# SUPPLIED PASSAGE
Long Term Objective

The long-term objective of a company should be to ensure the value of all the solutions it provides is accounted for and that none is ‘leaking’ on its way to customers.

Every facet of value must be connected to a customer’s business performance metrics in a very tangible way.

The financial impact of the absence of that value on your customers’ bottom line, if your customers are not investing in your value, must be quantified.

Once value is understood, the focus turns to defining and designing the systems, skills and disciplines of a customised Diagnostic Business Development platform and developing a world-class sales and support organisation to execute a value-driven strategy.

So, what happens when a value-driven strategy falls short? 

When value formulation and delivery are segmented and isolated into functions, that division of labour creates boundaries, and when those boundaries become barriers to overall performance, they create what has come to be called the silo effect.

When companies suffer from the silo effect value creation is negatively affected. As a result, one department completes its work in isolation from other functions within the company and then simply passes it over the wall onto the next function.

Each successive department does the same until the work goal is achieved.

In today’s complex organisations this isolation is one of the primary causes behind the failure of corporate value initiatives.

The most common results of the cross-functional dysfunction created by the silo effect are inefficient execution, inhibited communication, shallow thinking and slowed response times to customers and the marketplace.

An example is where engineers create new products with little or no input from the rest of the organisation and even without the input of customers; marketers create advertising campaigns and value messaging in a vacuum; and sales people uncover major customer needs and fail to report them.

What is often missing is the alignment of functions around corporate value creation. Whether you are buying or selling (whatever role you are playing in the value exchange) you require a business process that is a mechanism for creating a cohesive, cross-functional team that communicates and reinforces strategy, gets everyone working towards the same goal, and measures net value achieved.

# TASK INSTRUCTIONS
1: According to the value strategy passage, what is one of the primary causes of failure of corporate value initiatives in today's complex organizations?
2: List the most common results of the cross-functional dysfunction caused by the silo effect, as given in the value strategy passage.

# Saved entries
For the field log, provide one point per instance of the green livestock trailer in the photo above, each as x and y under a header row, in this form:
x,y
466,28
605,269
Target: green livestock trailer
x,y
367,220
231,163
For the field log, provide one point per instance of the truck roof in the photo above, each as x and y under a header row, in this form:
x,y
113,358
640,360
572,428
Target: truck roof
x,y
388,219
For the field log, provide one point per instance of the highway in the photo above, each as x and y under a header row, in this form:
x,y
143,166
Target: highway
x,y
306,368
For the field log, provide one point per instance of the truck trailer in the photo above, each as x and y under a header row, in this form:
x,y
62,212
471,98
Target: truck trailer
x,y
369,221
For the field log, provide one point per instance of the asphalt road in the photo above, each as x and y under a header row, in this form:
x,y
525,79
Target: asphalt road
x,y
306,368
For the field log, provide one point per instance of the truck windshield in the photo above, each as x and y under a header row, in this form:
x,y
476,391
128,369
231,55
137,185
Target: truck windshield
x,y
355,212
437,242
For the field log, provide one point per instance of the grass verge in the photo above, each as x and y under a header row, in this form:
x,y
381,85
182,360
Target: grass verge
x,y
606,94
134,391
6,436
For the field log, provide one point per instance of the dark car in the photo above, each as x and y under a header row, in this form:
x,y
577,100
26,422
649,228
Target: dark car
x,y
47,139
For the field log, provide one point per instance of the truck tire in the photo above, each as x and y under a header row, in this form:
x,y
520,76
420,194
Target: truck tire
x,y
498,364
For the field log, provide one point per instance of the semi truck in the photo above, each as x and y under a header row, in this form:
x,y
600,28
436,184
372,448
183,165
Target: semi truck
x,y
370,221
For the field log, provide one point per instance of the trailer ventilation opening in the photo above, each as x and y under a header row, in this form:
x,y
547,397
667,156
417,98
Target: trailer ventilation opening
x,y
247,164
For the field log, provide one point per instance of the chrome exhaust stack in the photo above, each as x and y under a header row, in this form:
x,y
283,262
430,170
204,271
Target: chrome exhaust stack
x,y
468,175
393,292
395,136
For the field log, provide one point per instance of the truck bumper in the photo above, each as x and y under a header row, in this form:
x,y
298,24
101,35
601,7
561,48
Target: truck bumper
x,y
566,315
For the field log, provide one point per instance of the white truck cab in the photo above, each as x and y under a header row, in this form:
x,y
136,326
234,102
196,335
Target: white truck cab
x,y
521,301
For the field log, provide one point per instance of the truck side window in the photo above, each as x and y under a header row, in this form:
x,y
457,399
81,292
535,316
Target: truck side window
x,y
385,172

# ANSWER LIST
1: The isolation of departments from one another that the silo effect produces.

2:
- Inefficient execution
- Inhibited communication
- Shallow thinking
- Slowed response times to customers and the marketplace